» **THE TASK**
Omit every picture and output the rest of the records exactly as they are.
======== EXERCISE INPUTS
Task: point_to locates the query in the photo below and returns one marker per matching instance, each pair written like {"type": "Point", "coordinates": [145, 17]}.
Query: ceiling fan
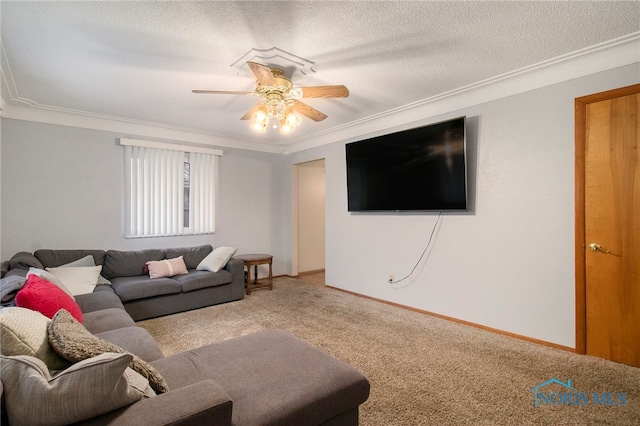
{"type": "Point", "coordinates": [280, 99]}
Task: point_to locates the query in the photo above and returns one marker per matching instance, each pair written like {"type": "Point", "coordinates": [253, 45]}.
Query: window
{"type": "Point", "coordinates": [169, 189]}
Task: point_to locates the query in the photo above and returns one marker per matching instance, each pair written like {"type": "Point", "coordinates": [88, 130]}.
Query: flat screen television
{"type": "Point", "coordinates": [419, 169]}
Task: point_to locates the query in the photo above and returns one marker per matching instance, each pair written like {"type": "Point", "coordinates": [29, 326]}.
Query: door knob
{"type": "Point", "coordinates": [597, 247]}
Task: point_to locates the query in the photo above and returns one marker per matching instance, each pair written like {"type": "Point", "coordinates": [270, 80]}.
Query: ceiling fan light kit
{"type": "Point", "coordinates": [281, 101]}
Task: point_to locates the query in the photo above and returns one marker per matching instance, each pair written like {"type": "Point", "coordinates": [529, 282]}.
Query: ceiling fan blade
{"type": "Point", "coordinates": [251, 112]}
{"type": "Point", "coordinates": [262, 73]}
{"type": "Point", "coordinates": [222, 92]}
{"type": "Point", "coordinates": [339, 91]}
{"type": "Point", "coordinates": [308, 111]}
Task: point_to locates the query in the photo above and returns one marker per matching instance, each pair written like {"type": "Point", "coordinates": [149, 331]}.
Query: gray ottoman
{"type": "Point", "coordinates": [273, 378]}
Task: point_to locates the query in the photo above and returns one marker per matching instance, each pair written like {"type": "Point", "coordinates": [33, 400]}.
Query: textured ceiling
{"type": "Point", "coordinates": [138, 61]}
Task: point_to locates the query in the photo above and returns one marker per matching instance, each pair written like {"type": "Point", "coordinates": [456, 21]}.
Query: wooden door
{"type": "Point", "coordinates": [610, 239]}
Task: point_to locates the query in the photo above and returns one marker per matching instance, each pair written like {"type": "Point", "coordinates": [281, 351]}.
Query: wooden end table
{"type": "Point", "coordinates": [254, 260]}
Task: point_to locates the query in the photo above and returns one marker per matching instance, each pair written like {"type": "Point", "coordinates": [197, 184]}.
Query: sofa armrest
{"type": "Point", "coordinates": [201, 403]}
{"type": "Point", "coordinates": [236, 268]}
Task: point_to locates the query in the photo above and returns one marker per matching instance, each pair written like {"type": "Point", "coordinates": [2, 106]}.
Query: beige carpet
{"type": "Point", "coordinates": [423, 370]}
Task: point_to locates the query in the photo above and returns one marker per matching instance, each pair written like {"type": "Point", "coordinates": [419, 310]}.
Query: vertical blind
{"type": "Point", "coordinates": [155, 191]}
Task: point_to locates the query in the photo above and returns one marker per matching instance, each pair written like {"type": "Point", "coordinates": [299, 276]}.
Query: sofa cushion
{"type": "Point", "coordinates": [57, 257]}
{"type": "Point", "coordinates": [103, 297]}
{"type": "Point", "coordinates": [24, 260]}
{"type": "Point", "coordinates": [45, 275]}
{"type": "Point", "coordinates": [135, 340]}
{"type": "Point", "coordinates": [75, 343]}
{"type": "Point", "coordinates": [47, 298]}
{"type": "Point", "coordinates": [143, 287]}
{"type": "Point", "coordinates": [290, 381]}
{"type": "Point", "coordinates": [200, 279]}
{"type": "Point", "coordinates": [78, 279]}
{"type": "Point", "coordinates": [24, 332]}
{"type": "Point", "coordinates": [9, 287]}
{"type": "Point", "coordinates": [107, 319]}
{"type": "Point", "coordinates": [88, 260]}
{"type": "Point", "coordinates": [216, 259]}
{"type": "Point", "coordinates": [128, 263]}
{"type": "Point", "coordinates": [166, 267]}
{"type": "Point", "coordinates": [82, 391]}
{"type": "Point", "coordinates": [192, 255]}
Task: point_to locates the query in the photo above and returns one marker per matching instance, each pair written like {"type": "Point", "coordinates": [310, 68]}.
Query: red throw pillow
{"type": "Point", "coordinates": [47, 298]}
================
» **ANSWER FOR THE TASK**
Task: point_to locates the query in the photo below and returns one marker per matching instance, each pair written like {"type": "Point", "coordinates": [145, 17]}.
Query: ceiling fan
{"type": "Point", "coordinates": [280, 99]}
Task: point_to locates the query in the photo above and returns one marker per matching instance, each pair written like {"type": "Point", "coordinates": [253, 45]}.
Query: window
{"type": "Point", "coordinates": [169, 189]}
Task: point_to locates the query in the photo above and returns one marker per matching instance, each pair written like {"type": "Point", "coordinates": [88, 130]}.
Query: flat screen television
{"type": "Point", "coordinates": [419, 169]}
Task: point_to locates the query in the photo above and returns one marker per matching instance, each pair written like {"type": "Point", "coordinates": [29, 326]}.
Query: door knob
{"type": "Point", "coordinates": [597, 247]}
Task: point_to locates the query in the photo above and returns one marker per matching instance, each pair written like {"type": "Point", "coordinates": [270, 80]}.
Query: ceiling fan light kit
{"type": "Point", "coordinates": [281, 101]}
Task: point_to locates the query in the photo above and returns one marker per matching instance, each pair written like {"type": "Point", "coordinates": [529, 282]}.
Query: ceiling fan blade
{"type": "Point", "coordinates": [251, 112]}
{"type": "Point", "coordinates": [262, 73]}
{"type": "Point", "coordinates": [222, 92]}
{"type": "Point", "coordinates": [339, 91]}
{"type": "Point", "coordinates": [308, 111]}
Task: point_to locates the query in the photo above and returns one marker per matching instance, each pair written like {"type": "Point", "coordinates": [149, 331]}.
Query: gray ottoman
{"type": "Point", "coordinates": [273, 378]}
Task: point_to locates the query in the photo above and returns one marker per matching instance, each pair written like {"type": "Point", "coordinates": [33, 400]}.
Query: textured ceiling
{"type": "Point", "coordinates": [138, 61]}
Task: point_to locates the query in the photo above and returns one marker per matching instance, each pair written like {"type": "Point", "coordinates": [456, 21]}.
Query: wooden door
{"type": "Point", "coordinates": [610, 239]}
Task: point_to locates the query in the photo above and returns one marker per matching instance, each pair written like {"type": "Point", "coordinates": [281, 351]}.
Query: wooden end table
{"type": "Point", "coordinates": [254, 260]}
Task: point_to locates the query in the photo above and returns one marker per matching instance, each pair written like {"type": "Point", "coordinates": [197, 184]}.
Query: sofa armrest
{"type": "Point", "coordinates": [201, 403]}
{"type": "Point", "coordinates": [236, 268]}
Task: point_to locates the query in the photo above and returns one marker per matching instance, each pair written like {"type": "Point", "coordinates": [2, 106]}.
Query: beige carpet
{"type": "Point", "coordinates": [423, 370]}
Task: point_to locates the query in the photo above and returns one marker per matching instance, each pair written like {"type": "Point", "coordinates": [419, 310]}.
Query: vertical blind
{"type": "Point", "coordinates": [155, 191]}
Task: point_to locates the query in the photo above and returns one marker per matching instance, each pair written like {"type": "Point", "coordinates": [299, 276]}.
Query: sofa cushion
{"type": "Point", "coordinates": [57, 257]}
{"type": "Point", "coordinates": [103, 297]}
{"type": "Point", "coordinates": [24, 260]}
{"type": "Point", "coordinates": [45, 275]}
{"type": "Point", "coordinates": [135, 340]}
{"type": "Point", "coordinates": [75, 343]}
{"type": "Point", "coordinates": [47, 298]}
{"type": "Point", "coordinates": [143, 287]}
{"type": "Point", "coordinates": [290, 381]}
{"type": "Point", "coordinates": [200, 279]}
{"type": "Point", "coordinates": [78, 279]}
{"type": "Point", "coordinates": [24, 332]}
{"type": "Point", "coordinates": [9, 287]}
{"type": "Point", "coordinates": [107, 319]}
{"type": "Point", "coordinates": [88, 260]}
{"type": "Point", "coordinates": [216, 259]}
{"type": "Point", "coordinates": [128, 263]}
{"type": "Point", "coordinates": [166, 267]}
{"type": "Point", "coordinates": [82, 391]}
{"type": "Point", "coordinates": [192, 255]}
Task: point_to locates the query in the photo above and returns one marker per matching instance, each pair written like {"type": "Point", "coordinates": [310, 68]}.
Query: red throw pillow
{"type": "Point", "coordinates": [47, 298]}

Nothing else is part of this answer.